+++ Records for the task
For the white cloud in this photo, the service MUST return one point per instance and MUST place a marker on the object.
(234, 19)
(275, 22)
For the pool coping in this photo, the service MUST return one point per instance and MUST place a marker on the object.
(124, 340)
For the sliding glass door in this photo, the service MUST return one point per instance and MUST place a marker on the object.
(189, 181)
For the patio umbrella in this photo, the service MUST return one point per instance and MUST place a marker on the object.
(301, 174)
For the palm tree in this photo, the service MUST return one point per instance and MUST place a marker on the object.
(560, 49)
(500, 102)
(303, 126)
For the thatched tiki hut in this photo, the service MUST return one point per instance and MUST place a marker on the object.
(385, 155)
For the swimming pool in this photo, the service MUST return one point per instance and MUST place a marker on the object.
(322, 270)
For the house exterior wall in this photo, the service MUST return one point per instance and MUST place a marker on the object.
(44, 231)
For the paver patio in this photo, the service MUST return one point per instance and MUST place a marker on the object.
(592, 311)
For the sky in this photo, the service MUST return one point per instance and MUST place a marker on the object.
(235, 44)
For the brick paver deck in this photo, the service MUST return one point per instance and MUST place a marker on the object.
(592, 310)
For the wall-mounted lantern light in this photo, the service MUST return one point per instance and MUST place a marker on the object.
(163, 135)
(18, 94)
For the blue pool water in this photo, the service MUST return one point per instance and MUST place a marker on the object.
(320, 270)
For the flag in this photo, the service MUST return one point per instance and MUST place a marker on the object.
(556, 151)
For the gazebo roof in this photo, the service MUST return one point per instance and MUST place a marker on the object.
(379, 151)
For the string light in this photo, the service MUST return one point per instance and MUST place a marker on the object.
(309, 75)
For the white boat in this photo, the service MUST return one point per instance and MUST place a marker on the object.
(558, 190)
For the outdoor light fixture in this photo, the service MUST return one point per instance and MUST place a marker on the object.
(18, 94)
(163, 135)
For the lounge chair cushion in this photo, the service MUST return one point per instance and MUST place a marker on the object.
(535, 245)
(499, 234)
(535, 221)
++++++
Edit the rows above so that every "the service" becomes "the endpoint", leaving everything else unchanged.

For the white cloud in this photo, the endpoint MUST return one point per instance and MUST place a marker on the object.
(234, 19)
(275, 22)
For the pool coping in this photo, the endpoint MUST return one point per instance and MUST place a marker on the object.
(124, 340)
For the sliding glass door in this photo, the endpoint MUST return one point per instance and MUST place a marker on the object.
(189, 181)
For the patio umbrella in this photo, the endpoint MUST return one point per instance and MUST place a marker on the object.
(301, 174)
For the palm tree in this photo, the endpoint MUST return one point per instance and MUST place a marker on the object.
(560, 49)
(500, 102)
(303, 126)
For the thatched tiki hut in this photo, the endpoint MUST return one point per instance and MUST place a marker on the object.
(385, 155)
For the swimming pool in this photo, the endpoint MUST return one point per instance and MUST place a marker on the object.
(322, 270)
For the house exterior wall in this photo, the endpoint MUST return one point per instance and MUST place a marker on the object.
(44, 231)
For the paver patio in this photo, the endpoint MUST return one point per instance and MUST place a marker on the object.
(592, 311)
For the sky in this photo, the endpoint MUST return one point per instance and MUST place a marker on the object.
(235, 44)
For the brick paver deck in this photo, the endpoint MUST return one point per instance and MUST place a marker on the object.
(592, 310)
For the wall-mounted lantern light in this photo, the endpoint MUST return one point per instance and MUST place a marker on the object.
(163, 135)
(18, 94)
For the blue pool water in this photo, the endpoint MUST return one point per instance and MUST place a marker on the object.
(320, 270)
For the flag in this photo, the endpoint MUST return one point per instance and MUST place a marker on the object.
(556, 151)
For the gazebo roof in this photo, the endpoint MUST return one point per instance and MUST place a marker on the object.
(379, 151)
For the string light in this photo, the endpoint MUST return one point per instance and MUST place a marker on the object.
(309, 75)
For the white boat in this photo, the endpoint MUST return one point per instance and MUST place a marker on the object.
(558, 190)
For the outdoor light fixture in this photo, the endpoint MUST return one point per instance and MUST place a marker on the object.
(18, 94)
(163, 135)
For the lounge chair cushion in this photo, the endpoint MUST return one point per instance and MUST place a marker on the object.
(535, 245)
(499, 234)
(535, 221)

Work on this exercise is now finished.